Items listed in a dataset:
╔══

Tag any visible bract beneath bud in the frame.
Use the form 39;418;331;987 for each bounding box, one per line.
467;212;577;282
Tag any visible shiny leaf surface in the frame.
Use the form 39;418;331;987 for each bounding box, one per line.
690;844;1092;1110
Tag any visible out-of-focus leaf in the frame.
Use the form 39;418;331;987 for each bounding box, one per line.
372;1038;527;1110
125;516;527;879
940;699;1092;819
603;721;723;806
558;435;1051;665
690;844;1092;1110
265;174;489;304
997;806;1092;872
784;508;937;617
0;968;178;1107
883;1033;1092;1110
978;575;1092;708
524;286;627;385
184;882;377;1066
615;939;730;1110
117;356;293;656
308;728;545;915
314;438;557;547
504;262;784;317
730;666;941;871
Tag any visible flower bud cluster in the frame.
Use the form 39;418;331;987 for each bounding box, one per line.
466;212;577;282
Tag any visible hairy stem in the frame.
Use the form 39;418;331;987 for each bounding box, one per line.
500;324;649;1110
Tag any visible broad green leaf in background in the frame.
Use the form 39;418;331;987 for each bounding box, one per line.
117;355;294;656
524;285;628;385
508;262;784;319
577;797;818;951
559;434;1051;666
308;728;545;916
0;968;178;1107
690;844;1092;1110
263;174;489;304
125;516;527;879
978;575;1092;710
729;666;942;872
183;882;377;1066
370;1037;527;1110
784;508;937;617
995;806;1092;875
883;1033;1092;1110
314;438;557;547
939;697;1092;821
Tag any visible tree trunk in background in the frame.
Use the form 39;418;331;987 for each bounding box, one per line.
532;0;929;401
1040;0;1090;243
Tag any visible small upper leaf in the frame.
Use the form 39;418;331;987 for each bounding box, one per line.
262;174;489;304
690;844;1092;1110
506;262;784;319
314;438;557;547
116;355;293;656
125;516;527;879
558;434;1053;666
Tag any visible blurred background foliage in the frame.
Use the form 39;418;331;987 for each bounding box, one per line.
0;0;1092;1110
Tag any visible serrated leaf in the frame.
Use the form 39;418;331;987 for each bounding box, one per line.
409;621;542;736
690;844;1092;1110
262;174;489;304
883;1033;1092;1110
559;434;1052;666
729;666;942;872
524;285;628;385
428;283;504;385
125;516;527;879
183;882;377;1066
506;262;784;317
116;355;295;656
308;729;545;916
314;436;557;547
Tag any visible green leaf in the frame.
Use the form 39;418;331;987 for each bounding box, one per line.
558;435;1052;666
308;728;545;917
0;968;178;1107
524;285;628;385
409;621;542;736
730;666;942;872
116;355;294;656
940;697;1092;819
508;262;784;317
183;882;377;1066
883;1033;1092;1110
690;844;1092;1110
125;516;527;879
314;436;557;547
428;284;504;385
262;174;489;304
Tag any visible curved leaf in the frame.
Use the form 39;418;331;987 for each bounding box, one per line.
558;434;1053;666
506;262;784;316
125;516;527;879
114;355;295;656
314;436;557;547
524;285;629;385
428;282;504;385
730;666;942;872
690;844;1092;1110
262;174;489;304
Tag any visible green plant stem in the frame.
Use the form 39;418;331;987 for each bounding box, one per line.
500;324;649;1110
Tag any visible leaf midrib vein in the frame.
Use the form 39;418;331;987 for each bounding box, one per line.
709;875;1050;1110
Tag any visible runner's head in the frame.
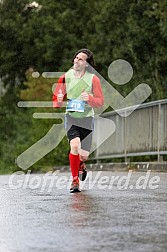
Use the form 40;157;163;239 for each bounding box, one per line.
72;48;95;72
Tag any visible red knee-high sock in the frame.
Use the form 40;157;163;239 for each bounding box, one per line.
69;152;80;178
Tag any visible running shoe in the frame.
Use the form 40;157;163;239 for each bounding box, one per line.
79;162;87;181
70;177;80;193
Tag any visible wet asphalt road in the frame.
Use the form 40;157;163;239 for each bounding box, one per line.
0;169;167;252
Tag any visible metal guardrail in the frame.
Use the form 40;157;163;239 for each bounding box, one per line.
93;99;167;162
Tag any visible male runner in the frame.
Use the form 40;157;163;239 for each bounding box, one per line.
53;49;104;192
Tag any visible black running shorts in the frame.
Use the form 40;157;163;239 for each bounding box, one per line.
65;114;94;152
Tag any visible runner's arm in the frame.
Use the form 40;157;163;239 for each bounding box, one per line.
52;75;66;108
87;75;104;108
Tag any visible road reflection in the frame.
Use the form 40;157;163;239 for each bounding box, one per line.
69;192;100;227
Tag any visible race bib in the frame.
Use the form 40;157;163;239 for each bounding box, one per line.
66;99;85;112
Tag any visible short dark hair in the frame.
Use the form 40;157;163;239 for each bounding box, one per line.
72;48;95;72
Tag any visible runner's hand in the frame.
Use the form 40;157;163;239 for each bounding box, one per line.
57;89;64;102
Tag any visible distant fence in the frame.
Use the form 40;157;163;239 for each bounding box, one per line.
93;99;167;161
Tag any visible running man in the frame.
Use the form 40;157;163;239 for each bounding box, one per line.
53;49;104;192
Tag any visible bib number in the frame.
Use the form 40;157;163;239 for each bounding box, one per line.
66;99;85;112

╚══
╔══

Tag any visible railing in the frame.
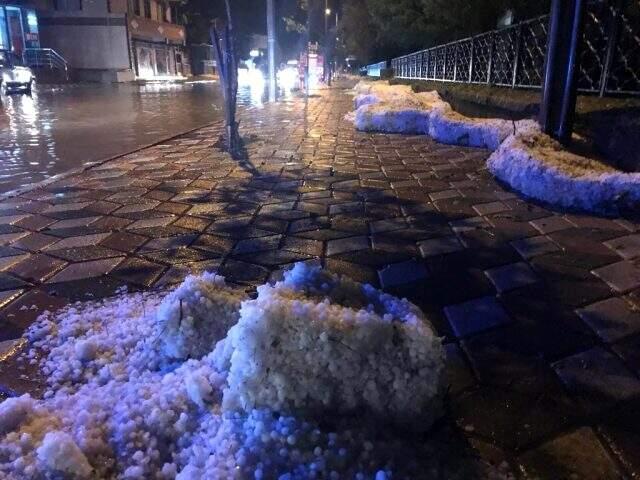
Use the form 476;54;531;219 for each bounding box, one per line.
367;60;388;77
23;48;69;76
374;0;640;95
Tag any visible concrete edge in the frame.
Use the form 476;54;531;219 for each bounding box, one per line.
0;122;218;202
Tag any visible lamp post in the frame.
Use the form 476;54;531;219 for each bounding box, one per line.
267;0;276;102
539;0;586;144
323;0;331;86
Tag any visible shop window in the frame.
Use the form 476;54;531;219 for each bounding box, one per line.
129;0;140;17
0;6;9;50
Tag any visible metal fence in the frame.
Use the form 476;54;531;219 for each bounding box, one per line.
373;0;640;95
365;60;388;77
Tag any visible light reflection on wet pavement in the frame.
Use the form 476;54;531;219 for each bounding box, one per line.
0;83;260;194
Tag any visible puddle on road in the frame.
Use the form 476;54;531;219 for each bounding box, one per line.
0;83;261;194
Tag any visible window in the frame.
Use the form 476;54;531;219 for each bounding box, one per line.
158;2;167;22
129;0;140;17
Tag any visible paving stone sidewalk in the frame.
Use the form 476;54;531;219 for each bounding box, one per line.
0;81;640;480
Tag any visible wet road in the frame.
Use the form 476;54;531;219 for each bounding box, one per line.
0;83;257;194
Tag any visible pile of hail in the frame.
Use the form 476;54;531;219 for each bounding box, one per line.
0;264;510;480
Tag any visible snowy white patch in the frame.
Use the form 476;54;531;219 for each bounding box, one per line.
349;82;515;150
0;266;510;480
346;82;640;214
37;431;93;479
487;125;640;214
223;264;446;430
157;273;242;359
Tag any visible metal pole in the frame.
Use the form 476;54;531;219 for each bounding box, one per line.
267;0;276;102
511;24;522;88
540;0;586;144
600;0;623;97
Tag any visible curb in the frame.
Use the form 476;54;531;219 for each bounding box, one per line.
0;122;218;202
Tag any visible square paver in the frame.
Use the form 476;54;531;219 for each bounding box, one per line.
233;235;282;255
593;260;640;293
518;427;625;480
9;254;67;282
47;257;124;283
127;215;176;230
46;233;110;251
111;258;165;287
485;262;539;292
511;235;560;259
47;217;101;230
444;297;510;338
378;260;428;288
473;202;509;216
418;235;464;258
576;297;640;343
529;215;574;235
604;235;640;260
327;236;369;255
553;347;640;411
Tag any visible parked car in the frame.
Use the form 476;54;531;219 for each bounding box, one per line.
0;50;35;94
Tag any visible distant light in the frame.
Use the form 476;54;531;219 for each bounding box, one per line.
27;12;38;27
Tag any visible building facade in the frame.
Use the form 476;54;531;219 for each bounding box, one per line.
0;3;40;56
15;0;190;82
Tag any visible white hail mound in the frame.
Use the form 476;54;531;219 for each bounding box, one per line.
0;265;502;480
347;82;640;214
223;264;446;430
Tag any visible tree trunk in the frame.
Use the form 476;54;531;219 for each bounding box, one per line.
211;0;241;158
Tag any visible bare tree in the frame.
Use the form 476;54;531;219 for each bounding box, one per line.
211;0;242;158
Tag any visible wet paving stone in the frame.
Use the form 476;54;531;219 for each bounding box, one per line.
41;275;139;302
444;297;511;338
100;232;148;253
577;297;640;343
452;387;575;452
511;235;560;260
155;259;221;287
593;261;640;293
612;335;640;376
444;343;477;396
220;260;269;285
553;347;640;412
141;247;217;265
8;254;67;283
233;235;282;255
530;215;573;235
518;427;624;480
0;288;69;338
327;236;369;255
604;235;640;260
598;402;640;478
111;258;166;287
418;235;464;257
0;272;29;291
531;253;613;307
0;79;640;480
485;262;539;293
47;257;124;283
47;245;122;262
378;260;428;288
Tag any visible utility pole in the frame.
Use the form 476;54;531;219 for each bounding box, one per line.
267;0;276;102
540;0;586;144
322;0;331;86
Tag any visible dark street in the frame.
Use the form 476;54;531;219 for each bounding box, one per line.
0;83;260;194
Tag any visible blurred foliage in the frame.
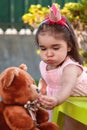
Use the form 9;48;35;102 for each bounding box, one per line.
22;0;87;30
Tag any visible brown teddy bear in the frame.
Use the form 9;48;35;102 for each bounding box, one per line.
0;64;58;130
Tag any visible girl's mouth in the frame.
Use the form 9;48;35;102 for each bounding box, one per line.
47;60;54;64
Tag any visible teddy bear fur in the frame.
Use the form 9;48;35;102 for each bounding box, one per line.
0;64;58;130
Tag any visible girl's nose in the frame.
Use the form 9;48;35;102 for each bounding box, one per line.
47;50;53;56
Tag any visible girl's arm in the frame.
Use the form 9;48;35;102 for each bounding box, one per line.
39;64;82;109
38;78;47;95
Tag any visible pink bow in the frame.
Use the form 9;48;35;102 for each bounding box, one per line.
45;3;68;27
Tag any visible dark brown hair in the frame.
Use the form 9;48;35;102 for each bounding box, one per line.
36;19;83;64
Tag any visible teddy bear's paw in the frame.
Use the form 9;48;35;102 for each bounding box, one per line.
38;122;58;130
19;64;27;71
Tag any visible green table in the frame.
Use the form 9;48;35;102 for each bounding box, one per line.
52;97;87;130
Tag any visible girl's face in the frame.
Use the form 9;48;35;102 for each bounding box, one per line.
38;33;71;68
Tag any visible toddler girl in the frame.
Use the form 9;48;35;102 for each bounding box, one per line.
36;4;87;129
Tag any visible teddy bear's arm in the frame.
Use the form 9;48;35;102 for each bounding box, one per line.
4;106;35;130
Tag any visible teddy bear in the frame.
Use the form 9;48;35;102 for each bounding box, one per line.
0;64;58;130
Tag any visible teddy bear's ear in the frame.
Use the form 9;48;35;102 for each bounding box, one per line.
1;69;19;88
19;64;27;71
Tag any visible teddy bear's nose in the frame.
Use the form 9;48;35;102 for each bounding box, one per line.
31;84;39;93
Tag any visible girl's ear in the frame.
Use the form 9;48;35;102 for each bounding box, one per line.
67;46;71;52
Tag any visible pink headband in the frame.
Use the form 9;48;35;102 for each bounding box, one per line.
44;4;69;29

╚══
╔══

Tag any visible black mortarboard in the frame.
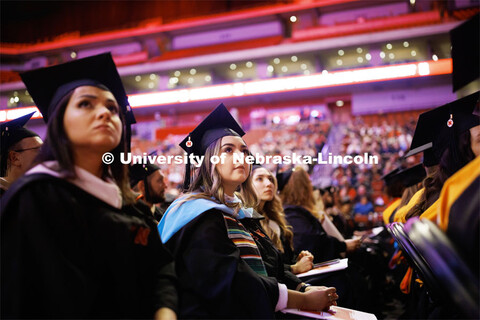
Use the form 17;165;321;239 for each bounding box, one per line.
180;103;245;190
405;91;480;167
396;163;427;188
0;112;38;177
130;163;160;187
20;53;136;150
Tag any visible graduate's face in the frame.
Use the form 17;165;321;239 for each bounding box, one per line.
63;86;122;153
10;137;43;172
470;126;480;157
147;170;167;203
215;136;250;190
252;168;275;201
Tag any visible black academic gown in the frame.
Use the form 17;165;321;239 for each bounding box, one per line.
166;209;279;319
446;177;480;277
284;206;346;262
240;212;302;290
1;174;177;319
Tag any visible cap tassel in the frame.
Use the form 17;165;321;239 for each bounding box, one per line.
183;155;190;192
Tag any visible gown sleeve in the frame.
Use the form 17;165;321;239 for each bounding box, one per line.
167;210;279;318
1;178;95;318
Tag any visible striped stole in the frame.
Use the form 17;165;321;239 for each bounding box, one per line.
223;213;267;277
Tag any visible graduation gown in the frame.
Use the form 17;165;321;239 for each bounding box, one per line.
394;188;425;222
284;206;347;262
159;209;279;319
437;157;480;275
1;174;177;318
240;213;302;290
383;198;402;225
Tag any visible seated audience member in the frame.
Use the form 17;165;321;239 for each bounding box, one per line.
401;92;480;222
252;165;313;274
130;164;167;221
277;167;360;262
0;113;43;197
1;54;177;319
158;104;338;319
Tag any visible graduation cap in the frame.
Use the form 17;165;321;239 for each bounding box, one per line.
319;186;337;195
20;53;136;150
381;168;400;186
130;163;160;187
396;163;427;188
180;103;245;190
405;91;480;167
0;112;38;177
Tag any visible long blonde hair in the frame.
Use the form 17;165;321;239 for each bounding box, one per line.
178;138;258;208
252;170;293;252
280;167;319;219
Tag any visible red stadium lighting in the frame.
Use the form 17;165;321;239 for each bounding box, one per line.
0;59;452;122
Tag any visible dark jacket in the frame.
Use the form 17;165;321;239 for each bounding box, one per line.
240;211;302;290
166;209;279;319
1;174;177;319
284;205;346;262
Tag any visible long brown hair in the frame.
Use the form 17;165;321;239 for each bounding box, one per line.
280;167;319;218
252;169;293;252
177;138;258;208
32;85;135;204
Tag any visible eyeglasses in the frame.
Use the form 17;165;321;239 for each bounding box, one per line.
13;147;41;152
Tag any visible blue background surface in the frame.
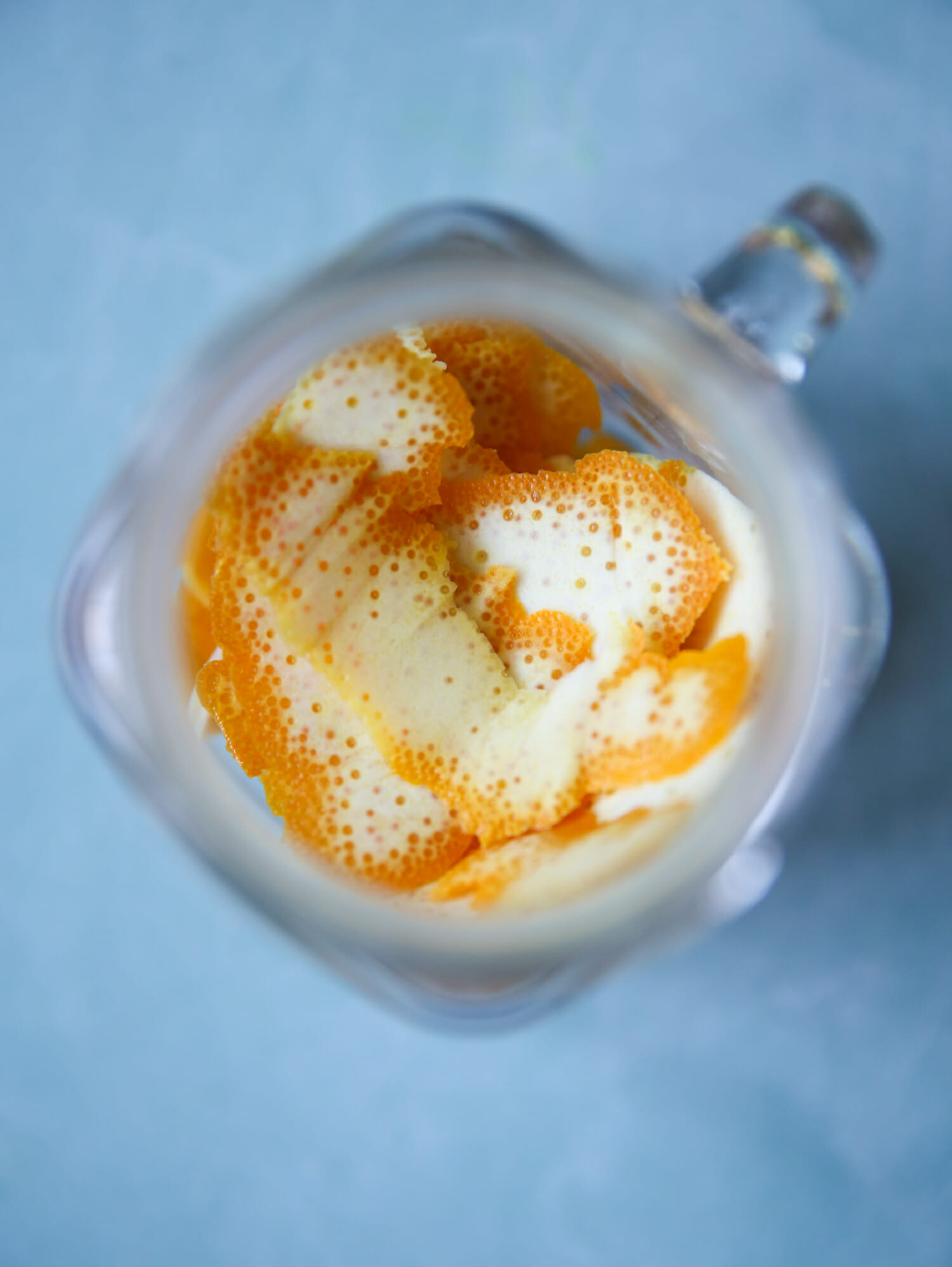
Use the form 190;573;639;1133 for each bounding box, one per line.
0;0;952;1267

╚══

GOAL: Count the lines in the records above that contain the word "green", and state only the resulting number.

SOLUTION TO THIS PROBLEM: 4